> [Explore the material]
[a] Translate this sentence from the text on high-performance computing into Spanish: "CONVERGE 3.0, the latest major release of our software, demonstrates the success of these efforts."
[b] Using the text on high-performance computing, answer these questions:
(i) In what two ways does HPC drive productivity?
(ii) Which national laboratory is named among Convergent Science's collaborators?
(iii) On how many cores does CONVERGE 3.0 scale linearly?

> [Source text]
■ ■ ■

A Balancing Act
Computer hardware continues to evolve at a rapid pace, leading to faster cores, smaller parts, and a huge boost in the availability of computational resources. In the world of CFD, high-performance computing (HPC) offers some significant advantages. You can run larger, more complex cases, which improve the accuracy of your results and provide deeper insight into your system. HPC also drives productivity by reducing simulation runtime and increasing throughput.
To take advantage of these benefits, software must keep pace with improvements in hardware. At Convergent Science, we hug the cusp of innovative technologies while ensuring the reliability and stability of our CONVERGE CFD software.
Leveraging the Cutting Edge
Convergent Science employs a team of HPC experts dedicated to improving the performance of CONVERGE on the latest computing hardware. In addition, we collaborate with several national laboratories and industry partners, including Argonne National Laboratory, Hewlett Packard Enterprise, Intel, Cray, and NVIDIA, to ensure CONVERGE scales well, to implement support for various MPI packages and CPU architectures, and to test CONVERGE on different HPC systems.
CONVERGE 3.0, the latest major release of our software, demonstrates the success of these efforts. With innovative strategies to make load balancing as efficient as possible, CONVERGE 3.0 scales linearly on thousands of cores.
It’s clear the CFD industry is moving toward a many-core architecture, and simulations are moving from a handful of cores to tens of thousands of cores. For clients who do not have the architecture to maintain and run a cluster themselves, we actively test and partner with cloud service providers. Cloud computing platforms offer affordable access to advanced computational resources that can be tailored to meet your simulation needs. CONVERGE is compatible with all major cloud providers for running highly parallel CFD simulations.

■ ■ ■

> [Material provided]

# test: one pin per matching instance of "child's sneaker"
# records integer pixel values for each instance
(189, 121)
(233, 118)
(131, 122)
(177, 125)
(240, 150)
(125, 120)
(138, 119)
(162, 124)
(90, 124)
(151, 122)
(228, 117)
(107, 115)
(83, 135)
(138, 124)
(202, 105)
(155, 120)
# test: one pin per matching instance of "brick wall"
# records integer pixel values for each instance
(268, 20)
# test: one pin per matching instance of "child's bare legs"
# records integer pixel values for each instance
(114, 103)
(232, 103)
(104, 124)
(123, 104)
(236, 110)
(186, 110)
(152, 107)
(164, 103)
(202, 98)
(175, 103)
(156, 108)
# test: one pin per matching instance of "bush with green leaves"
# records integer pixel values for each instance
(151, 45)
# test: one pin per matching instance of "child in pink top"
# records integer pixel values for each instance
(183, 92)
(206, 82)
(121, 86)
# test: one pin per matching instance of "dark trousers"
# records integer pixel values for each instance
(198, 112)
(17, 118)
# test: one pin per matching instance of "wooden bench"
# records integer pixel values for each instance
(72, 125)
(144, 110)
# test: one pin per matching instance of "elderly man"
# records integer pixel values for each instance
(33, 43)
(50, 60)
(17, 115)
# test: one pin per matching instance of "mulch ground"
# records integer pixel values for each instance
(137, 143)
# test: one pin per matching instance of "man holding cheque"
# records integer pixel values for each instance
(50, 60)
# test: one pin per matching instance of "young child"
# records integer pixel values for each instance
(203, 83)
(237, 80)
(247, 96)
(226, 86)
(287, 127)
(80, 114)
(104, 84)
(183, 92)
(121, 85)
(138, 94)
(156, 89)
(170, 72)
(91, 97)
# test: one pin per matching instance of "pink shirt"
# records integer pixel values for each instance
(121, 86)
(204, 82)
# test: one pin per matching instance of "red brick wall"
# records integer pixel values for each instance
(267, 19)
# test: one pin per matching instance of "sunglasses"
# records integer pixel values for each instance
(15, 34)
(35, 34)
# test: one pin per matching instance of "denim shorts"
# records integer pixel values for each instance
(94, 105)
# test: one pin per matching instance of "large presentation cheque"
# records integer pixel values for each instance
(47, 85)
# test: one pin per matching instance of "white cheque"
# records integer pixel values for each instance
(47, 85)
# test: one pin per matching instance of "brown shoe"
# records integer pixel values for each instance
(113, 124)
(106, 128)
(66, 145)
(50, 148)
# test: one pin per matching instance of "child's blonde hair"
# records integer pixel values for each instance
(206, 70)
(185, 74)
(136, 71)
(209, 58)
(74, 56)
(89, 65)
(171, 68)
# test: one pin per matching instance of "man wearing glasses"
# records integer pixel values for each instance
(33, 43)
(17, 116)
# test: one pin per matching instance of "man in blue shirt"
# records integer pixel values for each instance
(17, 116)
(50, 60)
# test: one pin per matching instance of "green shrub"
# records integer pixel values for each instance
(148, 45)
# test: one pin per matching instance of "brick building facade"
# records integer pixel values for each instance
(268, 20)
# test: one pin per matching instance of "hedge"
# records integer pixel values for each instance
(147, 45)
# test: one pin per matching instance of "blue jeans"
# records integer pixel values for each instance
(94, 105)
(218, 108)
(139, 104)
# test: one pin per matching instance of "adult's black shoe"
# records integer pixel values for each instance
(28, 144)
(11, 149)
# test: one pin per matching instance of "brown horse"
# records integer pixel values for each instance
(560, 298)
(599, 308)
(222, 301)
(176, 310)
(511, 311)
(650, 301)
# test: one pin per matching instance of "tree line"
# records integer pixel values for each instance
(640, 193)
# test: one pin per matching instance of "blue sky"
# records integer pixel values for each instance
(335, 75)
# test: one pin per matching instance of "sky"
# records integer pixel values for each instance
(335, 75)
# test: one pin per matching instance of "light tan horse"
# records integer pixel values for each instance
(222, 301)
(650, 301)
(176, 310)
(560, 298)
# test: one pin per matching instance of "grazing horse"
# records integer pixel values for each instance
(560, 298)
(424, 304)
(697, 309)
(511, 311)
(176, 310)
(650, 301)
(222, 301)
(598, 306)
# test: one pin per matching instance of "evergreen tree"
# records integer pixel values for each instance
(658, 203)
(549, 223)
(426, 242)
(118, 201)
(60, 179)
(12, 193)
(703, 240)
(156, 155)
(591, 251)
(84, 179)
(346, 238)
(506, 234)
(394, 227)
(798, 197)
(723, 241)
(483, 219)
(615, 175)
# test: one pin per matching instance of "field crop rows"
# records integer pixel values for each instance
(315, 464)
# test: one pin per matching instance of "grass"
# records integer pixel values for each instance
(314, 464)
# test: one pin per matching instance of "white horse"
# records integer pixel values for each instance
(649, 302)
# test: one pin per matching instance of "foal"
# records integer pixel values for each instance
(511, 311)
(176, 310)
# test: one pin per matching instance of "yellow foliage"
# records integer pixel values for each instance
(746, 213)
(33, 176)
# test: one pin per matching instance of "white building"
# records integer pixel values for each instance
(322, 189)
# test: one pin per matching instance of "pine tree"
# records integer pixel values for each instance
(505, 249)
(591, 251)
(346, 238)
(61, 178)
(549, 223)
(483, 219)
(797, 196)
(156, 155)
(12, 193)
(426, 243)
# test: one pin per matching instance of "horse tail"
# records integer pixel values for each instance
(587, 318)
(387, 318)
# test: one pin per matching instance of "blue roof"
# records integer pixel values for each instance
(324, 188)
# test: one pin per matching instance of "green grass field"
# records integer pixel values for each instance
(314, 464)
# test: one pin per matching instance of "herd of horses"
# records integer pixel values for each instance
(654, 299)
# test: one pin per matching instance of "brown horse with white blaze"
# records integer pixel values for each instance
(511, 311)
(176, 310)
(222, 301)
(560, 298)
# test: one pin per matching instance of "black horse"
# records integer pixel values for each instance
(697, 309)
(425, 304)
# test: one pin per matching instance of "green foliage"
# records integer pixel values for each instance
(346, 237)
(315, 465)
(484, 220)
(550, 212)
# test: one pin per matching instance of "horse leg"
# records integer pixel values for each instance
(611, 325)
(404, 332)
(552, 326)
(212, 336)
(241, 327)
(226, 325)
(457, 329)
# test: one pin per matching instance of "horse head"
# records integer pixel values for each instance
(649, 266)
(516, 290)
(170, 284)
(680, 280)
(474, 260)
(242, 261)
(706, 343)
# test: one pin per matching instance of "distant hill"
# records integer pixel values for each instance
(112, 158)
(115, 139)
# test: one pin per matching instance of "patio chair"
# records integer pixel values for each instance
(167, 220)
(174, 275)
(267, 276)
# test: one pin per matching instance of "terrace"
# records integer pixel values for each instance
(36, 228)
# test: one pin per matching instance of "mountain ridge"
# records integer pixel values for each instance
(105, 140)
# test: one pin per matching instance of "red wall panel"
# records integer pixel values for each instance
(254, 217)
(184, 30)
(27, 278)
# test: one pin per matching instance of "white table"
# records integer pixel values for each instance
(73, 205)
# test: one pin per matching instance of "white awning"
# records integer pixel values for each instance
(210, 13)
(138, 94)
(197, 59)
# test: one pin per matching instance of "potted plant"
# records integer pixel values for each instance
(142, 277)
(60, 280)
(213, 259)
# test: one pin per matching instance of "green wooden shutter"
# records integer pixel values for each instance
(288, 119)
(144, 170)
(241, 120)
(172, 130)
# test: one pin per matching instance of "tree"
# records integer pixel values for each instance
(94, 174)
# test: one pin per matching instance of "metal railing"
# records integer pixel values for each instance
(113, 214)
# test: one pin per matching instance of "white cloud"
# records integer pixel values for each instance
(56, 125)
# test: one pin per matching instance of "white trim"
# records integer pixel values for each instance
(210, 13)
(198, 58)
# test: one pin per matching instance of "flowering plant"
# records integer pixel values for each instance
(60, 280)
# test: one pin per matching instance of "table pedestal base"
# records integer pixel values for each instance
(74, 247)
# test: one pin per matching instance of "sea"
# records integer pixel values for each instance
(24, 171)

■ ■ ■

> [Answers given]
[a] CONVERGE 3.0, la versión principal más reciente de nuestro software, demuestra el éxito de estos esfuerzos.

[b]
(i) By reducing simulation runtime and increasing throughput.
(ii) Argonne National Laboratory.
(iii) Thousands of cores.